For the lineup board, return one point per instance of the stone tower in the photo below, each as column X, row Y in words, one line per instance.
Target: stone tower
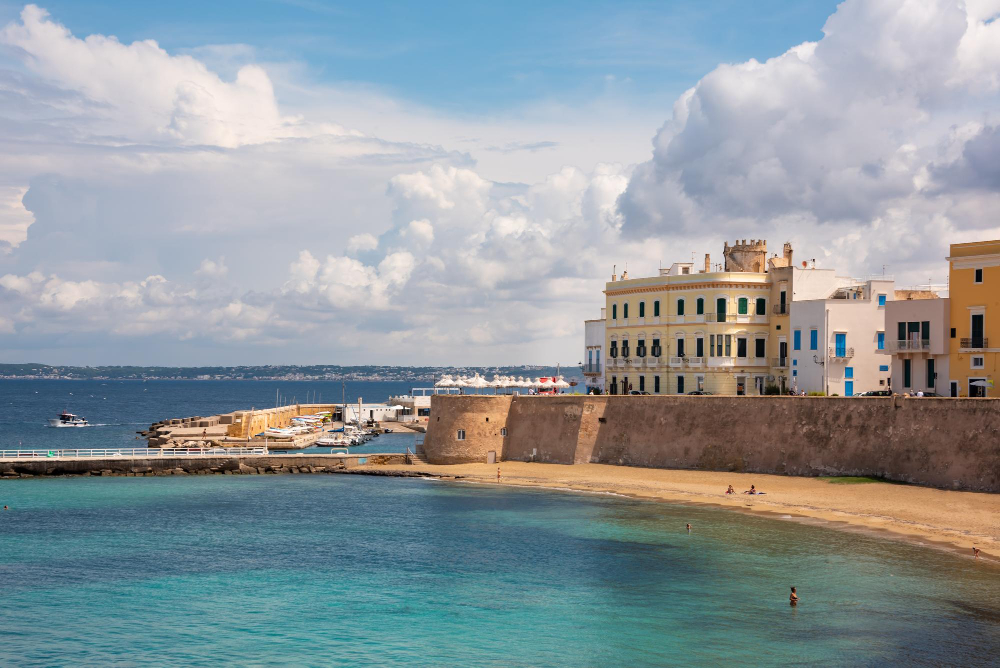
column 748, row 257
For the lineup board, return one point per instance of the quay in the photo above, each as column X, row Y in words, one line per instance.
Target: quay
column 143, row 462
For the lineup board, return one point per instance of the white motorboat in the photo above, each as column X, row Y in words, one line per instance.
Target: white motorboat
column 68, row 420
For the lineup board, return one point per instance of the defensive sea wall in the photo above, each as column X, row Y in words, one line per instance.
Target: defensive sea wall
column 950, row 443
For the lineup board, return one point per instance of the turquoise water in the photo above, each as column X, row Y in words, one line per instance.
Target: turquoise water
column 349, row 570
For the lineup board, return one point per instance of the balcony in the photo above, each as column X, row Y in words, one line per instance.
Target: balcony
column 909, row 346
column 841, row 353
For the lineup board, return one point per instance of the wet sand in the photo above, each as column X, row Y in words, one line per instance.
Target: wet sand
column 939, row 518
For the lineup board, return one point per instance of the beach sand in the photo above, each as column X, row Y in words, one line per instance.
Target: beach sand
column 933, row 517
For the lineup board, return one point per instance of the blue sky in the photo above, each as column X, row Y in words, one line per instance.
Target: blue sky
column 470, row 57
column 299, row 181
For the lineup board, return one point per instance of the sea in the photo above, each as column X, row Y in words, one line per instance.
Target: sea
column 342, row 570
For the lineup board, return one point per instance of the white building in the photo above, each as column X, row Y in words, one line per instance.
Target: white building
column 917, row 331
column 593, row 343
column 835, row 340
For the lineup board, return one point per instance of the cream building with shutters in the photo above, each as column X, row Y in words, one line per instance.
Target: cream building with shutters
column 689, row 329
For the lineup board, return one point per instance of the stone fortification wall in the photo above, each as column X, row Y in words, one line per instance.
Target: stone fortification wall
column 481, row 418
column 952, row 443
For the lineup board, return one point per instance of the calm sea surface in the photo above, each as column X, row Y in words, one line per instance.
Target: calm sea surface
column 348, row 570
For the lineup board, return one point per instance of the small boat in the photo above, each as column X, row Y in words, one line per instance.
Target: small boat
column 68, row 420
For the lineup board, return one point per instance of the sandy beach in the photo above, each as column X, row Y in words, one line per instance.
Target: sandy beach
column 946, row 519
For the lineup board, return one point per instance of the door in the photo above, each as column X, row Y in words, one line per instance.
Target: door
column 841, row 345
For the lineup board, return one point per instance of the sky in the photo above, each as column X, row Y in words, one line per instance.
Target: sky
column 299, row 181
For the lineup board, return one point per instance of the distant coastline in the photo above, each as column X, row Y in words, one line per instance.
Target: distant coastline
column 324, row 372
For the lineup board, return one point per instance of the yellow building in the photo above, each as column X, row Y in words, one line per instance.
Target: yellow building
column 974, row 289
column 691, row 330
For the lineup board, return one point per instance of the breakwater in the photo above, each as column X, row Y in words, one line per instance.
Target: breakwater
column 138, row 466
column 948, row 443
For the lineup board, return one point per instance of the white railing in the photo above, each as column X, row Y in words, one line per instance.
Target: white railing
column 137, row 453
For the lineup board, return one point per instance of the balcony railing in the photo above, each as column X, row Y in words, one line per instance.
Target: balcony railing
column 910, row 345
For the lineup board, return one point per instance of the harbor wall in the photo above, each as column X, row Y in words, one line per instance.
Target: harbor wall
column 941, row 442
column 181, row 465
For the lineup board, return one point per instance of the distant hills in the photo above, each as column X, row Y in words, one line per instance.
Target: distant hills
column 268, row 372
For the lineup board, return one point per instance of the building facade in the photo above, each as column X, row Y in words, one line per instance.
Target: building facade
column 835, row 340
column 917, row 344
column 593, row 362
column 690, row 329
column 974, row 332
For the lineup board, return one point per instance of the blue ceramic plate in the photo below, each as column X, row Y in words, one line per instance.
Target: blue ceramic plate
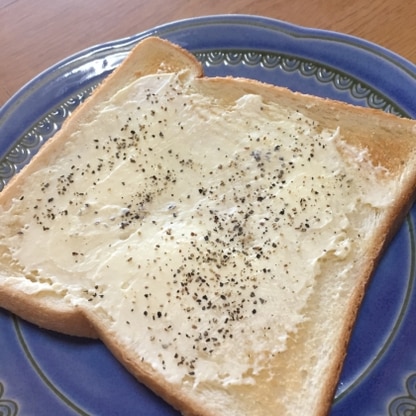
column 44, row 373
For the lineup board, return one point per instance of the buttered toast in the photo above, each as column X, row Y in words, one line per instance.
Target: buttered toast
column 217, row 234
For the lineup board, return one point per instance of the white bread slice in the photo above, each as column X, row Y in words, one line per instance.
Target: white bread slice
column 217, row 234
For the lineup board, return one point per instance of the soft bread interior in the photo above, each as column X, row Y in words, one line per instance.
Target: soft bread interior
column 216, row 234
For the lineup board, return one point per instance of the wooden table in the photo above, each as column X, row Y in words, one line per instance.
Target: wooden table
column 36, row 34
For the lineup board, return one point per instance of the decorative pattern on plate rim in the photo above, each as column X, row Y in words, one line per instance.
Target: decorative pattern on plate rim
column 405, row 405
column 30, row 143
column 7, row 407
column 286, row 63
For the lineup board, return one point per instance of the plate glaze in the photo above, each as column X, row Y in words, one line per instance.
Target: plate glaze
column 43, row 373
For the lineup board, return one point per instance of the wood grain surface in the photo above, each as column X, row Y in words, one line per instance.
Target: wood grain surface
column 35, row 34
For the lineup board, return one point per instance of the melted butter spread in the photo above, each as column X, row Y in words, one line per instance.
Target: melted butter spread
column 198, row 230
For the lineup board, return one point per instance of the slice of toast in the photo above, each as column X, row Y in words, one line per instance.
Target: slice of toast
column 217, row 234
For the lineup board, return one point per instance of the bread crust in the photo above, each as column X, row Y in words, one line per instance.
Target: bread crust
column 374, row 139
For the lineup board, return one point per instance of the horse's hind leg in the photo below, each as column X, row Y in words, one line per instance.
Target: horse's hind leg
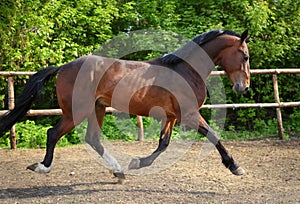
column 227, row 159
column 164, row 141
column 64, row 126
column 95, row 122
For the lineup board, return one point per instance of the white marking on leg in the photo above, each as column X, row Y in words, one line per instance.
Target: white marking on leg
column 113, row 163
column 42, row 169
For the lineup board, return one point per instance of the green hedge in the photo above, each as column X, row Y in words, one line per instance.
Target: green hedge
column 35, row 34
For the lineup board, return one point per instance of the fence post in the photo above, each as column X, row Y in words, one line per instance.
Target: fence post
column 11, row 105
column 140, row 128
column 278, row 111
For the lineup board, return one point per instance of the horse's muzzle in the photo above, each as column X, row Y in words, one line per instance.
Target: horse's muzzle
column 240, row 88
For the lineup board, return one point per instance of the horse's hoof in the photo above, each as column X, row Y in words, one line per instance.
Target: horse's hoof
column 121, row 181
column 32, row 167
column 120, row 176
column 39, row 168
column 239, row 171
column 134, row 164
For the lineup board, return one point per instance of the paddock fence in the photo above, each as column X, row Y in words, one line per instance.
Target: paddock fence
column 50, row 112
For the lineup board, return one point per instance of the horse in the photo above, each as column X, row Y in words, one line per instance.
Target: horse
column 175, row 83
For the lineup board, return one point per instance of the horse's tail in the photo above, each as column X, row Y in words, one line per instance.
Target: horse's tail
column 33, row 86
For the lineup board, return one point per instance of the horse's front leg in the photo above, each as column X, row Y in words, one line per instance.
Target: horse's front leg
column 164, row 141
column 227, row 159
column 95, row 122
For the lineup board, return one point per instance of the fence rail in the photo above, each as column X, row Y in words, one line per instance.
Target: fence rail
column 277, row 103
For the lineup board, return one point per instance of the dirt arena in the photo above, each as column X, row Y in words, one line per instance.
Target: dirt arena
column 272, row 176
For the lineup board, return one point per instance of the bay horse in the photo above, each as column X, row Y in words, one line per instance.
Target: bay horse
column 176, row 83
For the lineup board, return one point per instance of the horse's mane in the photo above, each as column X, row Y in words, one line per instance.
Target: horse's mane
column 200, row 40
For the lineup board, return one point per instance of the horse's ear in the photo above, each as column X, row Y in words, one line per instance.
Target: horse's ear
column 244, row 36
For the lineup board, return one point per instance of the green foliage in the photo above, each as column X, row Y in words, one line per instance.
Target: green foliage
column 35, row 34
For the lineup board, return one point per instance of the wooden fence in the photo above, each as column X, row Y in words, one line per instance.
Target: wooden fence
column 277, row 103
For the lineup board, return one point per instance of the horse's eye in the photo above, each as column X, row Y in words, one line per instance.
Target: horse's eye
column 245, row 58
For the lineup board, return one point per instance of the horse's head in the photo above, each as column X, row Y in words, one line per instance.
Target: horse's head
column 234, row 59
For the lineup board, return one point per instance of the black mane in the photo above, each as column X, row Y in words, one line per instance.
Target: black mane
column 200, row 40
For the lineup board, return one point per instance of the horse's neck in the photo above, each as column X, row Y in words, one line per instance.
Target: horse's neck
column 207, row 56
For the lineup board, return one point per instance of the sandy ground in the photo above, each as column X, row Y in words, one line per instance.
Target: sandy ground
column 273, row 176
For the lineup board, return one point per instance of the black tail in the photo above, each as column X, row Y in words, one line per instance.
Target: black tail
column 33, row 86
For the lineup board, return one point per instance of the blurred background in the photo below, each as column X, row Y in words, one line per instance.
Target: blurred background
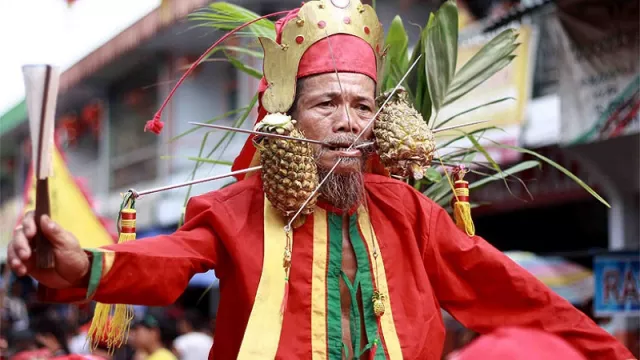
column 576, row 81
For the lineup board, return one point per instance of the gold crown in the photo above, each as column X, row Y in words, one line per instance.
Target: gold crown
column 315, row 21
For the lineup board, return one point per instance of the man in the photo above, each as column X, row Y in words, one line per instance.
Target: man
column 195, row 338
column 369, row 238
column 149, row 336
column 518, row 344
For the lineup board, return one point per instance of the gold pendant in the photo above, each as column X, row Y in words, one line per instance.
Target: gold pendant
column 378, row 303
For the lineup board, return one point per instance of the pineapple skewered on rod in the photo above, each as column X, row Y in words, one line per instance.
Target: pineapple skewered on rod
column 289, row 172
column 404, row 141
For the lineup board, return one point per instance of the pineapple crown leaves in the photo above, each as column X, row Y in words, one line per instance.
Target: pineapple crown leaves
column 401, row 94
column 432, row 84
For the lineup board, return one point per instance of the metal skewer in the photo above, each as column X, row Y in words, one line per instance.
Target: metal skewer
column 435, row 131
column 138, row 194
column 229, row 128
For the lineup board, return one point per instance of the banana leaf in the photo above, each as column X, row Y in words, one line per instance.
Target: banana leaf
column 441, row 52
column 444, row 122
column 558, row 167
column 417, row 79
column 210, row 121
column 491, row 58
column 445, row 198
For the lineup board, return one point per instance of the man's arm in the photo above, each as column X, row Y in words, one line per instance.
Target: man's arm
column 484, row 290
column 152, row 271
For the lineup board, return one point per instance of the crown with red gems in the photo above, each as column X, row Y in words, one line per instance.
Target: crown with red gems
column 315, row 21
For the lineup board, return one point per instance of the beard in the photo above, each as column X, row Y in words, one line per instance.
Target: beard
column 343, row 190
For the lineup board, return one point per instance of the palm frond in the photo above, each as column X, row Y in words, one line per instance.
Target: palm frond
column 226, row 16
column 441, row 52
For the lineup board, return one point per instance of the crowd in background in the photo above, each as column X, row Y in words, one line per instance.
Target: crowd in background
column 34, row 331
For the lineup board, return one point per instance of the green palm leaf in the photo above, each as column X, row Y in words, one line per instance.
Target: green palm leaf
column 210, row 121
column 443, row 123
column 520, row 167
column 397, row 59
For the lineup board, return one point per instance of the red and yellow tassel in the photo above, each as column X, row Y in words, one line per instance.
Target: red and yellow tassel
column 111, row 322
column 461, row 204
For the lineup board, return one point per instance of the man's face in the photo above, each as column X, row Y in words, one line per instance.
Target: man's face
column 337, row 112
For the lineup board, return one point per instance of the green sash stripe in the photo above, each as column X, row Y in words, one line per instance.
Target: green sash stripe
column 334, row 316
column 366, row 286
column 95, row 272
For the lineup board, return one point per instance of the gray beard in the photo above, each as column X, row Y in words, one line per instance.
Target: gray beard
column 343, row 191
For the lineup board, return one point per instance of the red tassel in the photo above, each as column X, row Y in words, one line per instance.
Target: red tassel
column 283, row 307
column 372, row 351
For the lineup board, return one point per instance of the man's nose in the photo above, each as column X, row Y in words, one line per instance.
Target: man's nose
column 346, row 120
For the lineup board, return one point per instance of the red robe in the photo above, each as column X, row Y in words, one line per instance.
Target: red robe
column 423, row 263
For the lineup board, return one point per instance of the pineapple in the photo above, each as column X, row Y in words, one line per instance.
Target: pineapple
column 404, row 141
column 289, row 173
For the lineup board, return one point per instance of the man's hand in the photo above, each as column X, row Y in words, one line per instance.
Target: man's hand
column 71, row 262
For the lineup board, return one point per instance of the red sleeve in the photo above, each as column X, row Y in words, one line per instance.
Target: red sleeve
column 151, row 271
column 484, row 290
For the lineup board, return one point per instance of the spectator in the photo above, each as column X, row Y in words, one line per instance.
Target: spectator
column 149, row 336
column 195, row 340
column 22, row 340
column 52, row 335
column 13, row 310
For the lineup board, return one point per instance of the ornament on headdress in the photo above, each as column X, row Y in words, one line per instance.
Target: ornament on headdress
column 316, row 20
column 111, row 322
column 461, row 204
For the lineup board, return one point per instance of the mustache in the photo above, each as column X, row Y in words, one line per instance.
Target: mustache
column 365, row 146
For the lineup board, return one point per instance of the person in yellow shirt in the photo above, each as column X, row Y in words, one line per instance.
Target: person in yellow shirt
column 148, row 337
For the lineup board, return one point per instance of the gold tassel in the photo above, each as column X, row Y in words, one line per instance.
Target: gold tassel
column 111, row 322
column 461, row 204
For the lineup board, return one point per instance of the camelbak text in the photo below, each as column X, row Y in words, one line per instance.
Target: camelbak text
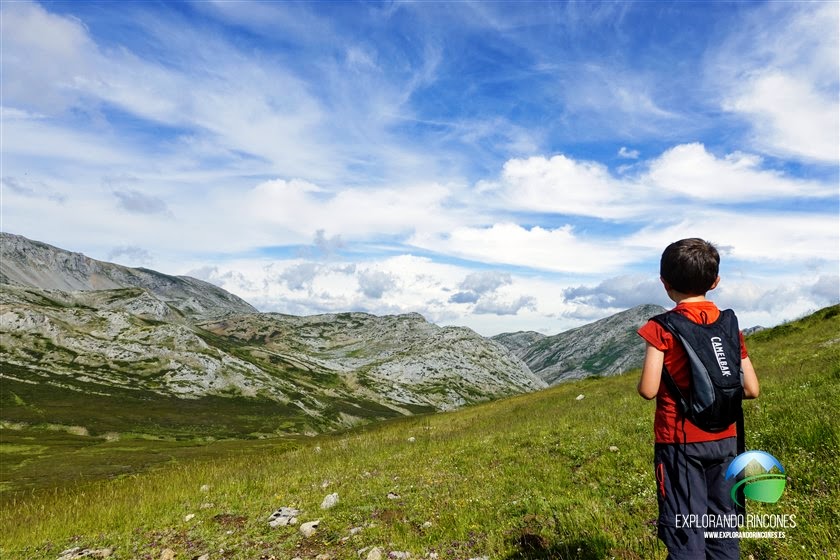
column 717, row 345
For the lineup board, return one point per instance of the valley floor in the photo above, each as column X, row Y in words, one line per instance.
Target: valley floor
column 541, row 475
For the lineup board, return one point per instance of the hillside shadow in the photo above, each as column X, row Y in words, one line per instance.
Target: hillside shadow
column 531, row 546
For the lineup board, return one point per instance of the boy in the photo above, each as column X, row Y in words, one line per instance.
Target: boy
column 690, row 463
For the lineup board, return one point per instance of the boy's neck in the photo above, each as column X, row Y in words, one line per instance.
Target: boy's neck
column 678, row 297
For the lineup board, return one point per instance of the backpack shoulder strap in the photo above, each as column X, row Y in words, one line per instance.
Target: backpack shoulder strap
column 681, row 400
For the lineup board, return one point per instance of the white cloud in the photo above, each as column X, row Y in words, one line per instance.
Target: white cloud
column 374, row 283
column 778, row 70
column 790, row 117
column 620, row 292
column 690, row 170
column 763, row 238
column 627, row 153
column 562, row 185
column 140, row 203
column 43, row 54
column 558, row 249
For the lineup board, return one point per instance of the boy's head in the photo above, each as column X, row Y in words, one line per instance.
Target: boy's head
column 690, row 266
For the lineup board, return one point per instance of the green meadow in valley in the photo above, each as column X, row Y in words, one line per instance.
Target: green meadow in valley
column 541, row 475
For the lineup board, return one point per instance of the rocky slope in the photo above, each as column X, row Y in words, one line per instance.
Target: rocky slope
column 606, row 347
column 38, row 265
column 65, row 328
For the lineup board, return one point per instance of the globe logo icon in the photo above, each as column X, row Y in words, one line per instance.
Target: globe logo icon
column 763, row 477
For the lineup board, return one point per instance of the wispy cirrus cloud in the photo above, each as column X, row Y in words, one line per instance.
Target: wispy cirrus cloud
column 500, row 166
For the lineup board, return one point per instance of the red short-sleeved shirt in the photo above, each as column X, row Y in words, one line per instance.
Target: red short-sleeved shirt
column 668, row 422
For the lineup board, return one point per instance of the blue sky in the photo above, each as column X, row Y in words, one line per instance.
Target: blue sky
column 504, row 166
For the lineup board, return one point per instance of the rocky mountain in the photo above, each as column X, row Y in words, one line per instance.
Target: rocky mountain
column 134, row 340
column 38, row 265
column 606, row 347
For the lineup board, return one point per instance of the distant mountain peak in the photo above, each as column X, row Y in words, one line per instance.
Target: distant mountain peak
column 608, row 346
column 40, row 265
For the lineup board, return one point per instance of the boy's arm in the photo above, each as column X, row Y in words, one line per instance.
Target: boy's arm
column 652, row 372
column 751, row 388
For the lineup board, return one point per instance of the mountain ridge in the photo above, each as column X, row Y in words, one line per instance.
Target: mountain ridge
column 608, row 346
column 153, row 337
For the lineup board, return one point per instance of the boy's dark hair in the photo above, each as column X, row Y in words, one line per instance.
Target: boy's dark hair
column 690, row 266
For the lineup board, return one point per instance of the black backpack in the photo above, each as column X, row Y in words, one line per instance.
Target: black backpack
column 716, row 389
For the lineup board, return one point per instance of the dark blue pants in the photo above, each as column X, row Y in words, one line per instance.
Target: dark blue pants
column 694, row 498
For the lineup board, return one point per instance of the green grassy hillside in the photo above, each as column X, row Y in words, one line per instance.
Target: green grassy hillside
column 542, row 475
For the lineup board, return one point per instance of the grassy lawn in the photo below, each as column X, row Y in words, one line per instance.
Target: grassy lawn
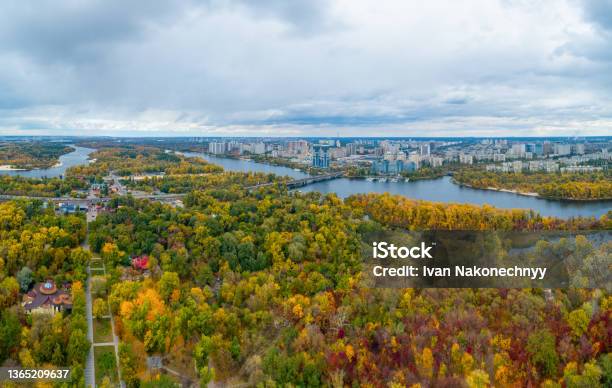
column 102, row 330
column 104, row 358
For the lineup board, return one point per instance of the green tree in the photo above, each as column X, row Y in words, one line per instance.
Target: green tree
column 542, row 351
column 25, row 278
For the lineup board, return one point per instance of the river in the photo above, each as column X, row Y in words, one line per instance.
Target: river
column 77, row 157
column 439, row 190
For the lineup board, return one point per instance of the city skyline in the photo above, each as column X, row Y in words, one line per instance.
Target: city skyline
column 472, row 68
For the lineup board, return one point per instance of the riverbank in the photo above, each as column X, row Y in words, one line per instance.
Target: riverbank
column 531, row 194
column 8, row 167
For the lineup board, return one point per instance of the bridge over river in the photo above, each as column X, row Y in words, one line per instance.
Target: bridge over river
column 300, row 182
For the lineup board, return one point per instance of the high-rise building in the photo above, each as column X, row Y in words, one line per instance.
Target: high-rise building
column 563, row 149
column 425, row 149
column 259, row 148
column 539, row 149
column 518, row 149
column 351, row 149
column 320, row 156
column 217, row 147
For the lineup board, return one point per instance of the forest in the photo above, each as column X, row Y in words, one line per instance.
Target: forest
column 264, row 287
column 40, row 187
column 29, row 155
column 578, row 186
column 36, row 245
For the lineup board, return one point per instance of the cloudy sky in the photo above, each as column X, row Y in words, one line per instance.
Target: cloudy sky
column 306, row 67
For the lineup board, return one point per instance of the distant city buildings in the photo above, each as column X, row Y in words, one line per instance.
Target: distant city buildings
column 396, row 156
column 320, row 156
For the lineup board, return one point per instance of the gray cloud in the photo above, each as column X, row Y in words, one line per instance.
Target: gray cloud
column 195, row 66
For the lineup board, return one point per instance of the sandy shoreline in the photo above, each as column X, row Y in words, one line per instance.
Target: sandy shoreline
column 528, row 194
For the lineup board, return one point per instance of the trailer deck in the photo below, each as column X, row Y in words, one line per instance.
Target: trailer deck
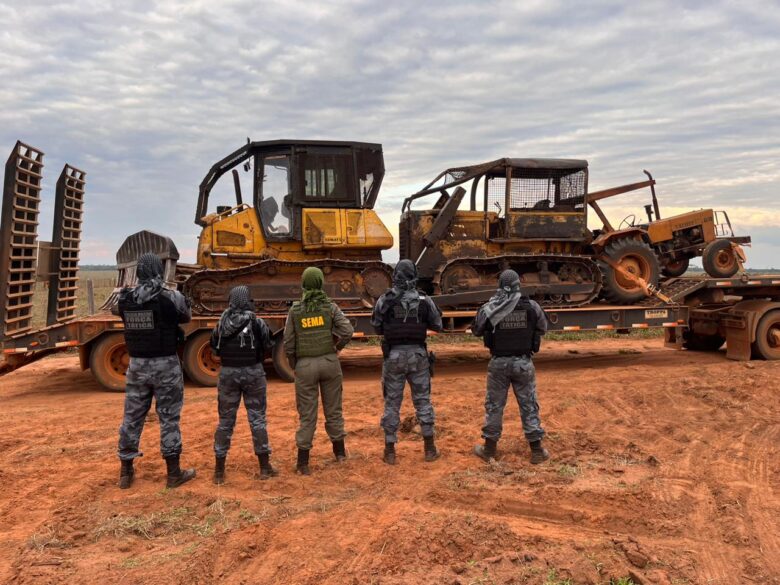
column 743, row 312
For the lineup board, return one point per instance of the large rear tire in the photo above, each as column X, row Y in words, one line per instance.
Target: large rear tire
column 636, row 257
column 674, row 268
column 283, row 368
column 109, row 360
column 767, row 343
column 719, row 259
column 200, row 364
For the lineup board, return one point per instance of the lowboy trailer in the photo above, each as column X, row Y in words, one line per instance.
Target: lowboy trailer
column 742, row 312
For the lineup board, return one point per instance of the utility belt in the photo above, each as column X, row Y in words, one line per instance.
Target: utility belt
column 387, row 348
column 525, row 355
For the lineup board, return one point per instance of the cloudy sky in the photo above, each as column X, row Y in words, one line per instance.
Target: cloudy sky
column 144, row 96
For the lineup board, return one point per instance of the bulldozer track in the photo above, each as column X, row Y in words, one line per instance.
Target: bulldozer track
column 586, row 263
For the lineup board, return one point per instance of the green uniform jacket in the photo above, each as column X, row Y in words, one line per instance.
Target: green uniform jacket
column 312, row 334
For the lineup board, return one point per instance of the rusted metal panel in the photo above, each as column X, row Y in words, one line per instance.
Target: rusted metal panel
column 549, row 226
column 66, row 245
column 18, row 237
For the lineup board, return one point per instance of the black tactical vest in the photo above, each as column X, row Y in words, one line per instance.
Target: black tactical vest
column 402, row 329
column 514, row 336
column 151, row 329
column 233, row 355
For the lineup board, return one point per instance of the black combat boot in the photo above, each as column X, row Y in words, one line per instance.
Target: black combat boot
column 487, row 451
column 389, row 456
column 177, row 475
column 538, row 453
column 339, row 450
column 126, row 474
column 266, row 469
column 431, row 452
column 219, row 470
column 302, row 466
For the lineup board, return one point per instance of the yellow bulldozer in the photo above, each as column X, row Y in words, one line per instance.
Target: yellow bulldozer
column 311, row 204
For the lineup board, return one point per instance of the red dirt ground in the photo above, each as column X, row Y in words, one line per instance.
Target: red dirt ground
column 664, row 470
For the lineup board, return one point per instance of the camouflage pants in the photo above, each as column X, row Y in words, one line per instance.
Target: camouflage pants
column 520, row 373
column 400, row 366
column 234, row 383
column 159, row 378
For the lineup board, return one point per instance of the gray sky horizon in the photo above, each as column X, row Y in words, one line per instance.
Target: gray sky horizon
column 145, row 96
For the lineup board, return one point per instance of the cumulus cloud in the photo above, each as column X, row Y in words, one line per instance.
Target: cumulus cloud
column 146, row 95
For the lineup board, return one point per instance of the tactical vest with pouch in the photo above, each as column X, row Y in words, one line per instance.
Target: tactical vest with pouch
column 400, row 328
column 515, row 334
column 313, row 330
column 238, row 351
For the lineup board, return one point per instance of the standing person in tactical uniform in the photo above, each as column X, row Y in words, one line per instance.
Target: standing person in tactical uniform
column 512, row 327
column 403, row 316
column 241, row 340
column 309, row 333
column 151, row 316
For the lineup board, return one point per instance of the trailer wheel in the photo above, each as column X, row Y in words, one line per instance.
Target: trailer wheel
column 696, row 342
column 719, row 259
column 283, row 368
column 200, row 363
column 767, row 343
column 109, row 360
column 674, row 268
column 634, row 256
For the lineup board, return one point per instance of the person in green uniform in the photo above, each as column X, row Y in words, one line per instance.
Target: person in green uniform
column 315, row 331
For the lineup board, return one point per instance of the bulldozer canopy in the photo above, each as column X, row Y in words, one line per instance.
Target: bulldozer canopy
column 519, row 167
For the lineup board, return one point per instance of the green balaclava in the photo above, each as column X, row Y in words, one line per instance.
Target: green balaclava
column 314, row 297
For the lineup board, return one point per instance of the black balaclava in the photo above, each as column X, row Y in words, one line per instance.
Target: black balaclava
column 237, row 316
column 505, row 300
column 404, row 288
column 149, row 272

--------------------------------------------------

◆ **Your goal**
Can you rename "stone tower" to "stone turret" throughout the stretch of entries from the start through the line that contains "column 748, row 257", keeping everything else the same? Leave the pictures out of your answer.

◆ **The result**
For the lineup board, return one point per instance of the stone turret in the photo below, each as column X, row Y in words, one line per instance.
Target: stone turret
column 748, row 257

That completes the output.